* _CHALLENGE_: Arrange as a numbered list, with blank lines left out, only the lines of the material below from the line with "umbrella in this scene, what would it be?" up to and including the line with "[2,36,619,1020]".

--------------------------------

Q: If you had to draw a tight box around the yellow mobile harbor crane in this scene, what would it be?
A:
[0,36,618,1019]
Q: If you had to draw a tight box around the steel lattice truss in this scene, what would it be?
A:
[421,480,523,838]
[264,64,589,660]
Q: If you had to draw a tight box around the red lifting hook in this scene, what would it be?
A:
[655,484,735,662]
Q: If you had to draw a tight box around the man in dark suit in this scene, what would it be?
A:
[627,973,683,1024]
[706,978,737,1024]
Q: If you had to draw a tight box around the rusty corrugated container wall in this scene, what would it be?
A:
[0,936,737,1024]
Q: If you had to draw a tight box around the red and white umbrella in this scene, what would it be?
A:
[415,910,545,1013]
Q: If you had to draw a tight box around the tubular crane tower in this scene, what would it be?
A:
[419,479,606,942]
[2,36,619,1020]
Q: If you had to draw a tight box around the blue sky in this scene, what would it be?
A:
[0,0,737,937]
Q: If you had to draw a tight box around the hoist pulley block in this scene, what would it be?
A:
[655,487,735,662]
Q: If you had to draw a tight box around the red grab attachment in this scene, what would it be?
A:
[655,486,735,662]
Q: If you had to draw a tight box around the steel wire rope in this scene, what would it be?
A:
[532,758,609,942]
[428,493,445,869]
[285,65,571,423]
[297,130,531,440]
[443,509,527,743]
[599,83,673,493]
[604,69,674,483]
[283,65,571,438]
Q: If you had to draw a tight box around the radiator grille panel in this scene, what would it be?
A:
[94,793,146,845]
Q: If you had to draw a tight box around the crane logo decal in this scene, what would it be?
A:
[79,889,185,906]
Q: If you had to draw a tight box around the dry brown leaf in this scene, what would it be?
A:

--------------------------------

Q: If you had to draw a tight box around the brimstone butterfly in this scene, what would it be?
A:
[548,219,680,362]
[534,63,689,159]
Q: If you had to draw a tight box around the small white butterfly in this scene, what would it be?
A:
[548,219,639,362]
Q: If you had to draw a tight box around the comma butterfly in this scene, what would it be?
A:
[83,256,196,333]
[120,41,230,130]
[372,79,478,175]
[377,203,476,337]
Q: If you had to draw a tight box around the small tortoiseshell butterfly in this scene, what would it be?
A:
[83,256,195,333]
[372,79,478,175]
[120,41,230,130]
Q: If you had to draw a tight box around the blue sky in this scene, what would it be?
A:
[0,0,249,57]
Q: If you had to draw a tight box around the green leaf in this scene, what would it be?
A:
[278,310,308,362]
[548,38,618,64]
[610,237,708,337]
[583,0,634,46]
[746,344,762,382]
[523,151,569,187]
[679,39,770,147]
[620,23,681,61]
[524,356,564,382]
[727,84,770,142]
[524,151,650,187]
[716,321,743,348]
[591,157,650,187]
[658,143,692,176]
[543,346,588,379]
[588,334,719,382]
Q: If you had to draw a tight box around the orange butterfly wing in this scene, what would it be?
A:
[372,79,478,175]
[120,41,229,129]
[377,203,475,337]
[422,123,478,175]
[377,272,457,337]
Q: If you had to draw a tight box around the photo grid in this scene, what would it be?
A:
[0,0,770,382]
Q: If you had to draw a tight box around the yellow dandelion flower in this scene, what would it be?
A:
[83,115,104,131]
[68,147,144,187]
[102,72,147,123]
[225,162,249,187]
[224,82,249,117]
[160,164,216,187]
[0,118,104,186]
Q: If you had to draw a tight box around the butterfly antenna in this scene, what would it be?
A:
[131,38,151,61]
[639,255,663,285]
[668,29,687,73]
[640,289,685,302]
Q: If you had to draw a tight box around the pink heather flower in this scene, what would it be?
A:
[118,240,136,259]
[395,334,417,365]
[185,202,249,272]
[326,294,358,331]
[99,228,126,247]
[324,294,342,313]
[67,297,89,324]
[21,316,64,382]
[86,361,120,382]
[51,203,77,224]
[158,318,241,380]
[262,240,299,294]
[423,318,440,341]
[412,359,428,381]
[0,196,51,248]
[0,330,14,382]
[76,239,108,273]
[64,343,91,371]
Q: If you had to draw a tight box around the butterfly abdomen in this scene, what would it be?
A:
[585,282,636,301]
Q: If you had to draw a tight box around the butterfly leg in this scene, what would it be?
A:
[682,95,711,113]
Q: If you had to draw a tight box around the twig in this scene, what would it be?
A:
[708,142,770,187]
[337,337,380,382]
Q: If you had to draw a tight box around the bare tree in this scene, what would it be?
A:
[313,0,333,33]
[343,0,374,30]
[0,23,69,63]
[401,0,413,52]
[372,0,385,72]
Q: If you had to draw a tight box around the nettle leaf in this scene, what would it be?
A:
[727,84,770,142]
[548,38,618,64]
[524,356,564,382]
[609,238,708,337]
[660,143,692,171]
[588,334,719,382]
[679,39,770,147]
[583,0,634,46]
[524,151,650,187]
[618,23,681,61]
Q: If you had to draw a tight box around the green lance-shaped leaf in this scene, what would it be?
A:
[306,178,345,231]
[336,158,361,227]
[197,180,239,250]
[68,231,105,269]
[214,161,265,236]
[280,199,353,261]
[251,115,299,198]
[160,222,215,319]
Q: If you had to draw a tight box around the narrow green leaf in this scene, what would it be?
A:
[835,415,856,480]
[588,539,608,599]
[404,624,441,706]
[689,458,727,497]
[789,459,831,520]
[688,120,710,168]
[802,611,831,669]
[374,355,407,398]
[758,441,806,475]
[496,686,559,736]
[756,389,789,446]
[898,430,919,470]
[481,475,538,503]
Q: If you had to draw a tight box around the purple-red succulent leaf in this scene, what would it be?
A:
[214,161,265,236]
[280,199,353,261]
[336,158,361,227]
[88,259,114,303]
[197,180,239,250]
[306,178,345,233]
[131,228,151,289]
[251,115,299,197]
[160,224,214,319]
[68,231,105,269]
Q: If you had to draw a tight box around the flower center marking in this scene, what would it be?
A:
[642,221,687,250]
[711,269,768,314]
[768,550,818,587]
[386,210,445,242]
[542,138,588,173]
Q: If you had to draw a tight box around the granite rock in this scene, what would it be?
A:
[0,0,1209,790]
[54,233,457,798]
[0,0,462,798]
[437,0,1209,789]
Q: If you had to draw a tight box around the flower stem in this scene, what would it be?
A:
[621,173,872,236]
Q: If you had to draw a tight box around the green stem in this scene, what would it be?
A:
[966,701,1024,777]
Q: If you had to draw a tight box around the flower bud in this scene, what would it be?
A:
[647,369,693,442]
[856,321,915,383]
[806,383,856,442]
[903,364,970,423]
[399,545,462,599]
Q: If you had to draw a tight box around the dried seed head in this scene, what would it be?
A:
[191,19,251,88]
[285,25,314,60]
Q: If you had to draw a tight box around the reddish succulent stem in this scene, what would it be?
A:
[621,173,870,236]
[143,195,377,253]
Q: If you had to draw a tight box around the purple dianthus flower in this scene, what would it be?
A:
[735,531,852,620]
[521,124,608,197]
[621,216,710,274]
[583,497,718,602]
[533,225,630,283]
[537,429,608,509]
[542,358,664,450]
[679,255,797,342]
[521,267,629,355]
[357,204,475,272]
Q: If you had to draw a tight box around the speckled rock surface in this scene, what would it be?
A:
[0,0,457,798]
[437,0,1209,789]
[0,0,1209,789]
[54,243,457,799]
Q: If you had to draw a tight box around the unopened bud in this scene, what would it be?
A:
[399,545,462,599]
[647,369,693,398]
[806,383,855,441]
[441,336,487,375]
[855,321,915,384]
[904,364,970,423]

--------------------------------

* _WORKED ANSWER_:
1. Q: If you had to draw a tight box around the red and white umbrella in this scene, what would it be?
2. A:
3. [415,910,545,1013]
4. Q: If you had to draw a tight box around the tubular crane tower in this scene, what would it be?
5. A:
6. [419,479,606,942]
7. [2,36,619,1020]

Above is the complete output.